Complete o seguinte ▸
1/ No trecho sobre a língua de Riobaldo, quais três palavras o autor diz ainda não saber o que significam?
2/ Continue o trecho sobre a língua de Riobaldo a partir da última frase apresentada.

Página ▸
Vai-se ver, não é língua nova nenhuma a do Riobaldo. Difícil é, às vezes. Quanta palavra do sertão! A princípio, muito aplicadamente, ia procurar a significação no dicionário. Não encontrava. Pena o título: Grande Sertão: Veredas. Nenhum dicionário dá a palavra “vereda” com o significado que você mesmo define à página 74: “Rio é só o São Francisco, o Rio do Chico. O resto pequeno é vereda.” Tinha vezes que pelo contexto eu inteligia: “ciriri dos grilos”, “gugo da juriti” etc. Mas até agora não sei, me ensine, o que é “arga”, “suscenso”, “lugugem” e um desadôro de outras vozes dos gerais. Tinha vezes que eu nem podia atinar se a palavra era nome de bicho vivente, plantinha ou coisa sem corpo nem côr nem coragem, abstrato que se diz, não é? Ou é? Ou será?

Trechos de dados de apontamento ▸
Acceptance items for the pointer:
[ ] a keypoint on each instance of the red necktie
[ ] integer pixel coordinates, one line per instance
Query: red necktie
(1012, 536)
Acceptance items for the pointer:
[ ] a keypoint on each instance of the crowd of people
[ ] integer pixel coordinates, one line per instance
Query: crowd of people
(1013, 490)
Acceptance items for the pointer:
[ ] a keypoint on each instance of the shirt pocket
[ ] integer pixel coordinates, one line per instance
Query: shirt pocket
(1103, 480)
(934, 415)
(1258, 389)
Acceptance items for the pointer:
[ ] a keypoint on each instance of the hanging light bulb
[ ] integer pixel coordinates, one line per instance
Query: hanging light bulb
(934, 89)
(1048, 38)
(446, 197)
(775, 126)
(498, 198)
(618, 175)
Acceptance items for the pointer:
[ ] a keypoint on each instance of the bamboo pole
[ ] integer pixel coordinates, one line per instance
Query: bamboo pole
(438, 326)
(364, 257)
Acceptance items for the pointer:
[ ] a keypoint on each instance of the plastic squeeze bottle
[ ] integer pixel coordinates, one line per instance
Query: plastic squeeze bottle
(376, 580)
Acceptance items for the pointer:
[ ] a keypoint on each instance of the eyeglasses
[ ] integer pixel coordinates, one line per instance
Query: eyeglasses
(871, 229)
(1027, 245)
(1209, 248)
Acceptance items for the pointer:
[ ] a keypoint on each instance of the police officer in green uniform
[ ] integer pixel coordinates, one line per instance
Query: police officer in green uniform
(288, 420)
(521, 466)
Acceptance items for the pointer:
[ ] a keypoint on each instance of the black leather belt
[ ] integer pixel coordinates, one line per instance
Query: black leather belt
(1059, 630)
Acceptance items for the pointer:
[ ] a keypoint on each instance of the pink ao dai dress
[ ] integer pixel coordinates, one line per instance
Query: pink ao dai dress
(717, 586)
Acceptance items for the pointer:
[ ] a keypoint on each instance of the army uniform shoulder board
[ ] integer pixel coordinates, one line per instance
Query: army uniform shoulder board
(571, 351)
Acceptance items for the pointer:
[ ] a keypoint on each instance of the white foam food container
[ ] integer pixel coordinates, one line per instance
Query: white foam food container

Respostas por tarefa ▸
1/ “Arga”, “suscenso” e “lugugem”.

2/
Ainda por cima disso, você fez Riobaldo poeta, como Shakespeare fez Macbeth poeta. Natural: por que um jagunço dos gerais demais do Urucuia não poderá ser poeta? Pode sim. Riobaldo é você se você fosse jagunço A sua invenção é essa: pôr o jagunço poeta inventando dentro da linguagem habitual dele. O vocabulário dele já é riquíssimo, dá a impressão que seus pagos e arredores; aumentado com os neologismos, sempre de boa formação linguística, ficou um potosi, nossa! A gente acaba tendo que entregar os pontos, nem que seja um Gilberto Amado. O diabo é que depois de ler você a gente começa a se sentir e cantar eu sou pobre, pobre, pobre, rema, rema, rema, ré. Só que acho que não precisava contar de um rojão só, como o Joyce do último capítulo de Ulysses, as 594 páginas da história de Riobaldo. Quantas horas levaria? Eu levei dias para ler. Ainda bem que você virgulou tudo, minudente. E o caso de Diadorim, seria mesmo possível? Você é dos gerais, você é que sabe. Mas eu tive a minha decepção quando se descobriu que Diadorim era mulher. Honni soit qui mal y pense, eu preferia Diadorim homem até o fim. Como você disfarçou bem! Nunca que maldei nada.

Amigo meu J. Guimarães Rosa, mano-velho, o menino Guirigó e o cego Borromeu são duas criações geniais. Aliás todo esse mundo de gente vive com uma intensidade assombrosa. E o sertão?

O sertão é uma espera enorme.
E o silêncio?

O vento é verde. Aí, no intervalo, o senhor pega o silêncio, põe no colo.
Tão deleitável tudo, nem que estar nos braços da linda moça Rosa’uarda, ou de Nhorinhá, de Ana Dazuza filha, ou daquela prostitutriz que proseava gentil sobre as sérias imoralidades.

Ah Rosa, mano-velho, invejo é o que você sabe:
O diabo não há! Existe é o homem humano.

Soscrevo.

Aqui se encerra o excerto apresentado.